• Stated task: Type every record exactly as it appears.

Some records

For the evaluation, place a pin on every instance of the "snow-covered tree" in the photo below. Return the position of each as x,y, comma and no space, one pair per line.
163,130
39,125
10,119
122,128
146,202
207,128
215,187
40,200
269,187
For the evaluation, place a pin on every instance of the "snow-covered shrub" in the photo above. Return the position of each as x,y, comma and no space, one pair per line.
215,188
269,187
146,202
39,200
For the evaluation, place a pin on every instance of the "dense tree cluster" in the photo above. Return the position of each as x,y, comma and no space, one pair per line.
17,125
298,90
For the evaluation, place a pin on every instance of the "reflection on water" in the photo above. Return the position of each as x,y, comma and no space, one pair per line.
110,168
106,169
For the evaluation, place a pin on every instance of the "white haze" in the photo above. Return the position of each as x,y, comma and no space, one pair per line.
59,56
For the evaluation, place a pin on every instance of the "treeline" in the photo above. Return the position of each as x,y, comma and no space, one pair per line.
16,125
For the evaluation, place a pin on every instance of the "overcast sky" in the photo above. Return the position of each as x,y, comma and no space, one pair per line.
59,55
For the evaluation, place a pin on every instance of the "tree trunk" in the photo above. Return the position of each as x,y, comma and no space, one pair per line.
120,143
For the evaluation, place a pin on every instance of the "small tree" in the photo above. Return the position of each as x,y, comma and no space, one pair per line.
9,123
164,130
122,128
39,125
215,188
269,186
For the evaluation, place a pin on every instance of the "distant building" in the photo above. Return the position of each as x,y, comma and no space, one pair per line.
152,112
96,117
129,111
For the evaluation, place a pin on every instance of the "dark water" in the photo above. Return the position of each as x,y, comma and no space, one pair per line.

• Output below:
For the evaluation, place a pin on every instance of the "snow-covered tree" in the photo below. Return the position of each as x,y, comma and no space, one pair per line.
163,130
39,125
10,119
122,128
146,202
207,128
215,187
40,200
269,187
For the evaluation, place a pin on every instance of the "snow-covered shrub" in the photo above. Return the position of each as x,y, comma and no space, one pair per line.
215,188
269,187
146,202
39,200
For the evaluation, place a pin on every instance of the "dense tree cluster" in the photo above. Return the position of each as x,y, comma and no space, one pair per line.
17,125
298,90
For the evaluation, place a pin on every instance of the "reflection on water" in the photo above. Return the position of each as x,y, comma and no space, one pair per line.
110,168
106,169
For the evaluation, place a pin on every instance of the "white haze" in the photo above. Return the position of each as x,y, comma and no space, one pair per line.
59,56
For the evaluation, place a pin on every instance of the "treeline" in the photo above. Return the position of each as x,y, comma and no space, one pair per line.
16,125
For the evaluation, place a pin on every instance of the "overcast sky" in the photo above. Return the position of each as x,y, comma and no space, one pair per line.
59,55
For the evaluation, place a pin on every instance of the "tree trunk" in the photo above. Return the position of each as x,y, comma and no space, one pair per line.
120,143
For the evaluation, place a pin on every instance of the "small tree" in the photo above. Return the position of each as x,y, comma and no space, one pair per line.
9,123
164,130
122,128
39,125
215,188
269,186
For the evaluation, place a pin on every instance of the "distant building" in the photo above. Return the position of each as x,y, comma and no space, one pair per line.
152,112
96,117
129,111
For the evaluation, place a pin on every instance of the "dark water" in the photo above. Return the position of each as x,y, comma and no space, one pair per line.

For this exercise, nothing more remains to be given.